Would you retype all of these records exactly?

[[ Supplied information open ]]

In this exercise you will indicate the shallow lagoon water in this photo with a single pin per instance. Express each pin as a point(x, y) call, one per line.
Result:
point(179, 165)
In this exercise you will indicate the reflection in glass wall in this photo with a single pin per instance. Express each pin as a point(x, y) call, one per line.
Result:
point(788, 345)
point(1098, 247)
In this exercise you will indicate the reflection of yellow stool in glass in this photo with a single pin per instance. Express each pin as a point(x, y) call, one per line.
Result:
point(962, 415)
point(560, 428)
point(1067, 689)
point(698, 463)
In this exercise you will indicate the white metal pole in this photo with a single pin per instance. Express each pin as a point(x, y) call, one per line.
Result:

[[ Supplied information closed ]]

* Result for this task:
In this exercise you will indicate the shallow lagoon water in this photo with a single pin per instance. Express each pin as a point(x, y) call, one per line.
Result:
point(179, 165)
In this exercise you will indicate the reflection in glass wall in this photo with a single pin per instance. Express each pin as a point(x, y) call, one per line.
Result:
point(788, 345)
point(1098, 247)
In this exercise you will indicate the reflection of yellow stool in glass in this photo with a single pin per instance. Express each pin as a point(x, y) call, one per line.
Result:
point(962, 415)
point(560, 428)
point(1067, 689)
point(698, 463)
In this exercise you will indicate the white metal pole in this photo with a single pin per instance. Express each pin as a point(x, y) call, one per line.
Result:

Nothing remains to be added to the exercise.